What is expected: The answer must consist of the records, repeated exactly.

Point-per-instance localization data:
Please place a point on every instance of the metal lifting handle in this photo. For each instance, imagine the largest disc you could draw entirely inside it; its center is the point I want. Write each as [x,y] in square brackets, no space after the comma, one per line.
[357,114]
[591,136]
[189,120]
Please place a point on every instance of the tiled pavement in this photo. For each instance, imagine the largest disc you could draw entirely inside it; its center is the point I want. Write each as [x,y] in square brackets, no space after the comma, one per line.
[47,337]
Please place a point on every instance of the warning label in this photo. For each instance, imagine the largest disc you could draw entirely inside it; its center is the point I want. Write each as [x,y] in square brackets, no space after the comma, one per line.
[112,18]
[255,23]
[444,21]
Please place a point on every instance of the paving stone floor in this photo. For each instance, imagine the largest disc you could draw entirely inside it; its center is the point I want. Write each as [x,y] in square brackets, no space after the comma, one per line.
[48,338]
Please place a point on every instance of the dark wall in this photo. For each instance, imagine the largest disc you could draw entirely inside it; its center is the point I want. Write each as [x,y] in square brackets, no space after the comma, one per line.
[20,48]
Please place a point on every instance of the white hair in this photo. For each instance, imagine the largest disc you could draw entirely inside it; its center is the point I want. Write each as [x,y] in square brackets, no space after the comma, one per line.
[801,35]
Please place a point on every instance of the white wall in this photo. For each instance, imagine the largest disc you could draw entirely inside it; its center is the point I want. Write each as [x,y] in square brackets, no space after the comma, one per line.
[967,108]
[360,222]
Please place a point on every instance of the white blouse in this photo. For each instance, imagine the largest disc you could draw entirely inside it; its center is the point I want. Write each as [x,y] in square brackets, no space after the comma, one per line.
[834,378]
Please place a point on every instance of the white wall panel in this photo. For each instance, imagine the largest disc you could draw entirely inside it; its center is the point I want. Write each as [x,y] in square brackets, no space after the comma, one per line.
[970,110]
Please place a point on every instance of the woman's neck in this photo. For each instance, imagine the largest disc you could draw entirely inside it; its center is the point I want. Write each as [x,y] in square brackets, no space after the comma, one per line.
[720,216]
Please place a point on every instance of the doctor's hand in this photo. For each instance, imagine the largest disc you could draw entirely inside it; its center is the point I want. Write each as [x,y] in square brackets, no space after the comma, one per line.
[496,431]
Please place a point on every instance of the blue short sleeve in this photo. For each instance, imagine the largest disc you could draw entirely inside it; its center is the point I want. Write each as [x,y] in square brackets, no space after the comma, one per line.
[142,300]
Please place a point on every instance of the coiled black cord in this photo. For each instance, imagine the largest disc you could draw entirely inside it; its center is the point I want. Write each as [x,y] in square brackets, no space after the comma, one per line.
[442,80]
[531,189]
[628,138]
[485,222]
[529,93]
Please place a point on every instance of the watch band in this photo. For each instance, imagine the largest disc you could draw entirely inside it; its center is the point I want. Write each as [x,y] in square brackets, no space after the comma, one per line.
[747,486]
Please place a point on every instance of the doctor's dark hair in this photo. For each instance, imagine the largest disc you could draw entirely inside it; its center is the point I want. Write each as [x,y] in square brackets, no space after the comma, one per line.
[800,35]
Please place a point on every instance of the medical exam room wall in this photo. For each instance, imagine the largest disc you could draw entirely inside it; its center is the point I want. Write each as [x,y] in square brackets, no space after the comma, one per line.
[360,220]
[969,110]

Answer area:
Please place a point on every instance of the metal lifting handle in this photo. For each instance, imagine the largest disc you could draw entirely inside it; its center is the point I want. Write each as [x,y] in square brackets, no space after the comma, one per line.
[357,114]
[591,136]
[189,120]
Please place a point on every instance of the tiled pavement in this photo. For each instance, imagine the largest disc you could draw entirely inside it; its center is the point I want. Write each as [x,y] in square brackets, no space after the comma, one per line.
[47,337]
Please place a point on every instance of the warning label in this photo. For each instance, imagine the largest disc you could draw entirely inside it; its center is the point I want. Write each as [x,y] in square brackets, no space after the comma, one per line.
[112,18]
[255,23]
[444,21]
Please place a point on every instance of the paving stone floor in this photo. For each instance, imagine the largest disc you could draw entirely inside it; its center is the point I want. Write each as [x,y] in square brackets, no space after the comma, one per line.
[48,338]
Please place a point on every instance of the dark wall in this photo. For each instance, imagine the largest disc you could draw entirely inside it; its center is the point I want. Write each as [x,y] in square brackets, no space after the comma, one per line.
[20,48]
Please place a point on every instance of the white hair in this photo. For each instance, imagine the largest disc you could draw entirely inside it; its center is the point I want. Write each as [x,y] in square brackets, no space after the comma, one per line.
[801,35]
Please place a point on every instance of the white wall in this photo. For each instance, imagine the largest disc you could draw entirely inside it; its center is the point I want. Write each as [x,y] in square brackets, no space after the comma, one per line.
[967,108]
[360,222]
Please place a point on every instance of the white blouse in this photo. For each instance, imagine the largest disc you could draw entirely inside it; its center is the point I want. Write each as [x,y] in square brackets, no space after the comma, one per line.
[834,378]
Please place a point on every instance of the white wall panel in this photo. For each instance, imagine the largest disc you could draw entirely inside it; its center is the point I want. Write each as [x,y] in square brackets, no space after the comma, one per line.
[970,110]
Please place a point on every instance of the woman's neck in this photo. For each instance, imagine the largest disc you could draw entirely inside it; its center is the point I want. Write each as [x,y] in square brackets, no space after the comma, one per line.
[720,216]
Please place a point on every instance of the doctor's hand in this photo. For each instance, imagine the largest disc you could draw entirely inside it; its center is the point I want. Write each as [x,y] in square brackets, no space after the comma, one per line.
[496,431]
Please place a point on every instance of the blue short sleeve in this photo. For each instance, imagine the largest disc you could draw entirely inside it; its center is the point I want. Write each as [x,y] in square brackets, no space after the comma, one per line.
[142,300]
Please place a point on every instance of the coiled black cord in this photo. For each instance, imagine the largest disc you could draw entirely inside it; its center is the point I want. Write each as [x,y] in square brackets, no space after the comma, one per line.
[442,80]
[531,189]
[628,138]
[485,222]
[529,93]
Please place a point on every instance of the watch band in this photo. For each instance, imagine the largest disc you could draw entirely inside it; its center is the point I want. Write each as [x,y] in square brackets, no space after the comma, one per line.
[747,486]
Please place a point on every instance of the doctor's dark hair in this photo. For each instance, imagine the largest disc you could draw entirely inside it; its center is the point I want. Write each as [x,y] in square brackets, no space after the comma, one per line.
[800,35]
Please place a point on every instance of the medical exam room wall in this photo. For each instance, imagine the largest disc you could draw entirely inside it; its center is the point I want. Write each as [x,y] in square brackets, no space after the comma, one per line.
[360,220]
[969,110]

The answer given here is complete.